> **EXERCISE PROMPT**: According to the passage on the Ipswich COVID-19 cluster, how many inmates from the Brisbane Youth Detention Centre will Queensland Health test?

Ipswich City Council Mayor Teresa Harding said the Council was urgently working with Queensland Health to establish a drive-thru testing clinic in the region.
"Case numbers are being reported at seven and are expected to grow," Cr Harding said.
"We now have had community transmission in Ipswich … this is a first for us.
"It is very important that we prevent further spread of the virus.
"In the next 12 hours our key focus will be assisting West Moreton Health to establish another drive-thru fever clinic."
Cr Harding urged Ipswich residents to strictly follow health restrictions over the next two weeks to prevent a larger outbreak.
"The longer the virus is active in our city the more people are at risk and the bigger the impact to local businesses and local jobs," she said.
Queensland Health will test all 500 workers and 127 inmates from the Brisbane Youth Detention Centre.
Mr Miles said contact tracers had been working through the night to get on top of the cluster linked to the Wacol detention centre.
Ms Palaszczuk said the Queensland Disaster Management Committee would meet later today to respond to the latest cluster.
She called on people living in the Brisbane and West Moreton regions to avoid large gatherings this weekend.
The three new cases unrelated to the youth detention centre include two crew members from a cargo ship off the coast of Mackay.
The third is a member from the cargo ship off the coast of Townsville where two men tested positive last week.
There are now 15 active cases in Queensland.

[Dataset records]
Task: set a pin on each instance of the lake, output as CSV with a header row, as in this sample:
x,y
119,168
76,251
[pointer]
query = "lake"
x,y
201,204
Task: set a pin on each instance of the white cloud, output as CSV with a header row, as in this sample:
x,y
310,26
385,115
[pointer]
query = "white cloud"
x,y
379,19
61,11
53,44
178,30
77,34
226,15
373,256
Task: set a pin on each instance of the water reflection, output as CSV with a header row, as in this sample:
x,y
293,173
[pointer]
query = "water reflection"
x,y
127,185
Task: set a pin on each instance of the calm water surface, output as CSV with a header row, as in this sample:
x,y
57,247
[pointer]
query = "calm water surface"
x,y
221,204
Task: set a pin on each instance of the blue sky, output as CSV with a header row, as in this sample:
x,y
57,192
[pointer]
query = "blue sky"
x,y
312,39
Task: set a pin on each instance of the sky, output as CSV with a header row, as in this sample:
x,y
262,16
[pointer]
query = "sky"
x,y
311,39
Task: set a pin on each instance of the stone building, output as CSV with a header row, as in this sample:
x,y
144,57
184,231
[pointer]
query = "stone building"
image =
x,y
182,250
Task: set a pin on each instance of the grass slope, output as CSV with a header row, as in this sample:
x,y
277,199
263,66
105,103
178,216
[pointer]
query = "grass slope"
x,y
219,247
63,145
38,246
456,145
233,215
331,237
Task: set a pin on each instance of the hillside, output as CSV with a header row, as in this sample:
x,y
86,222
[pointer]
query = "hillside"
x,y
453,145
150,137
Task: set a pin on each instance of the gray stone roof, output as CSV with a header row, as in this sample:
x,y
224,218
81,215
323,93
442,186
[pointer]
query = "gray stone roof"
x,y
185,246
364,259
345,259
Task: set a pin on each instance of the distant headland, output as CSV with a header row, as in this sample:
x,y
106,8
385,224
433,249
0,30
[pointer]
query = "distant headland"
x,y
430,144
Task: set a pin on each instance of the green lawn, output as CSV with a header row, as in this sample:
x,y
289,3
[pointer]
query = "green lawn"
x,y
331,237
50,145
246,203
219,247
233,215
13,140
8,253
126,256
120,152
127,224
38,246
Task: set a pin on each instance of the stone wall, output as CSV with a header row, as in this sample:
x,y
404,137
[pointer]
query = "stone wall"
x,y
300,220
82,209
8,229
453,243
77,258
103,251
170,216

> **REPLY TO THE TASK**: 127 inmates.